INSTRUCTION >> Copy every one of the records below word for word, leaving out the pictures.

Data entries
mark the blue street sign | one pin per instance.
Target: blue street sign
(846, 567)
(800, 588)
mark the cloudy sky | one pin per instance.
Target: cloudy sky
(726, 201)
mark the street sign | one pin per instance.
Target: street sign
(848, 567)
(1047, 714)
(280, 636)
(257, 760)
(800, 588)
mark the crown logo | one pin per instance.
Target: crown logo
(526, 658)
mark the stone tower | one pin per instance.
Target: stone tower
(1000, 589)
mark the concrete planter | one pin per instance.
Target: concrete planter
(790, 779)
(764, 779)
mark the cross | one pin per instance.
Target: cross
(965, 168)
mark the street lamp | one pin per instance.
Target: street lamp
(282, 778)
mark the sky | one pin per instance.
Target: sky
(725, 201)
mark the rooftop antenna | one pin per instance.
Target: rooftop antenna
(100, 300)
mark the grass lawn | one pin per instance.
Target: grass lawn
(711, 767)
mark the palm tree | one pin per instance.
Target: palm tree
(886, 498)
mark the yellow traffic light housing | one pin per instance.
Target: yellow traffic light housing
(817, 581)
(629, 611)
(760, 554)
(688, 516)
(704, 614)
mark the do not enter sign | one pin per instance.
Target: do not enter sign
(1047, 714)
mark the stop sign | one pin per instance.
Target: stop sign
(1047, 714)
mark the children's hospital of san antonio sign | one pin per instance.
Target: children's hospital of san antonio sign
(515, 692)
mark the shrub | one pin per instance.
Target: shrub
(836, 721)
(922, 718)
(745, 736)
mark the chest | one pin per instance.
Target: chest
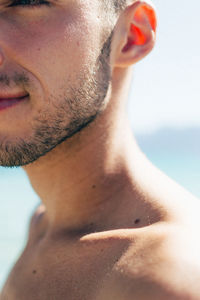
(58, 272)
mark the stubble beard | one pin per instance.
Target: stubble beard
(50, 129)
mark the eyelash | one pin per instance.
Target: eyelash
(29, 3)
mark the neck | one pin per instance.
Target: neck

RESPONSE TO THE TASK >>
mark the blue street sign | one pin per instance.
Target: blue street sign
(846, 567)
(800, 588)
mark the cloudy sky | one pin per instance.
Target: cloudy sky
(726, 201)
mark the street sign | one pin per instance.
Target: street sign
(848, 567)
(1047, 714)
(280, 636)
(257, 760)
(800, 588)
mark the crown logo | one pin per instance.
Target: crown logo
(526, 658)
mark the stone tower | one pin per instance.
Target: stone tower
(1000, 589)
mark the concrete planter | one pin per instance.
Target: concrete planter
(790, 779)
(764, 779)
mark the cross | one pin per instance.
Target: cross
(965, 168)
mark the street lamp | one pin per instance.
Target: street lamp
(282, 778)
mark the sky | one pin per instance.
Target: sky
(725, 201)
mark the rooftop antenna | one pin per instance.
Target: rooftop antenna
(100, 300)
mark the grass lawn | one pin per instance.
Target: grass lawn
(711, 767)
mark the palm tree | one pin per instance.
Target: palm tree
(886, 498)
mark the yellow traffic light housing | one pin per instance.
Target: yellow traffic light housing
(817, 581)
(629, 611)
(760, 554)
(688, 516)
(704, 614)
mark the do not enter sign | one pin per instance.
Target: do not enter sign
(1047, 714)
mark the stop sign | one pin per instance.
Target: stop sign
(1047, 714)
mark the children's hospital of san antonio sign | one pin per instance.
Target: children's hospital of san antonio sign
(515, 692)
mark the shrub | one pin per instance.
Target: shrub
(836, 721)
(922, 718)
(745, 736)
mark the chest | one pin per instance.
Target: chest
(58, 272)
mark the stubble beard | one pin per instance.
Target: stubble beard
(50, 129)
mark the eyelash | one pin per instance.
Target: eyelash
(29, 3)
mark the neck | one pin per instance.
Target: neck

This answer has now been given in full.